TASK BRIEF:
Copy the whole listing below word for word, keeping every line and character unchanged.

+ + + + +

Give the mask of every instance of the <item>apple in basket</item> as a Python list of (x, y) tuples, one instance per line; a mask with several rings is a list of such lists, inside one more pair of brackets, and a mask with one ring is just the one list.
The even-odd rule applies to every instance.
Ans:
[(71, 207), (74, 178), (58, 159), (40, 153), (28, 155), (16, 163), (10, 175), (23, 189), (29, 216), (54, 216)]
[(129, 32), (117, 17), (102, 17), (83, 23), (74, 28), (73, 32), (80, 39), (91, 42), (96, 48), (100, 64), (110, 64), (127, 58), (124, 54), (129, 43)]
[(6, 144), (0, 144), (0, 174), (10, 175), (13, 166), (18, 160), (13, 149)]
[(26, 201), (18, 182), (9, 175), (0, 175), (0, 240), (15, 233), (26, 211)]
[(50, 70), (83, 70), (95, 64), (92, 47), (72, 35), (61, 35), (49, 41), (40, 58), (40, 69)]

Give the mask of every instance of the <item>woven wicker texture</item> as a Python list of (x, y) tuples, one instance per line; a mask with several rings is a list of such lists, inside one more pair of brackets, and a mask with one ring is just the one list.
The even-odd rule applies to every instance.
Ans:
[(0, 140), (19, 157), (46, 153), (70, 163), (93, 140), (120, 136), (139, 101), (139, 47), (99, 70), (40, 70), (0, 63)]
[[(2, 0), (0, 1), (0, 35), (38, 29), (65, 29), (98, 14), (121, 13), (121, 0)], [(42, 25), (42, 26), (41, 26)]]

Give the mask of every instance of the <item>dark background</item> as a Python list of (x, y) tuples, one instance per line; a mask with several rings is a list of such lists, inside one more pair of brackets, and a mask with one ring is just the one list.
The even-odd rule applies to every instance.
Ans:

+ + + + +

FINISHED ANSWER:
Give the mask of every instance of the <item>apple in basket</item> as a Python list of (x, y) tuples, one instance per line; a mask with several rings is a list of such lists, inside one more pair of brackets, and a mask with one ring is just the one list.
The even-odd rule applies to every instance.
Ans:
[(71, 207), (74, 178), (58, 159), (40, 153), (28, 155), (16, 163), (10, 175), (23, 189), (29, 216), (54, 216)]
[(129, 32), (117, 17), (102, 17), (83, 23), (74, 28), (73, 32), (80, 39), (91, 42), (96, 48), (100, 64), (110, 64), (127, 58), (124, 54), (129, 43)]
[(6, 144), (0, 144), (0, 174), (10, 175), (13, 166), (18, 160), (13, 149)]
[(26, 201), (18, 182), (9, 175), (0, 175), (0, 240), (15, 233), (26, 211)]
[(50, 70), (83, 70), (95, 64), (92, 47), (72, 35), (61, 35), (49, 41), (40, 58), (40, 69)]

Give the mask of every instance of the <item>woven wicker texture</item> as a Python list of (x, y) tuples, one instance per line; a mask with several rings is a list of such lists, inside one more pair of brackets, and a mask with one ring is just the one list.
The even-odd rule applies to every instance.
Ans:
[(0, 140), (19, 157), (46, 153), (70, 163), (93, 140), (120, 136), (139, 101), (139, 47), (99, 70), (40, 70), (0, 63)]
[[(2, 0), (0, 1), (0, 35), (38, 29), (65, 29), (98, 14), (121, 13), (121, 0)], [(42, 25), (42, 26), (41, 26)]]

Give the mask of every instance of the <item>dark background</item> as a Python list of (x, y) tuples, one instance per line; a mask with several rings is a list of such lists, inside one more pair of brackets, and a mask with one ring is just the one list.
The even-odd rule applies to every instance.
Ans:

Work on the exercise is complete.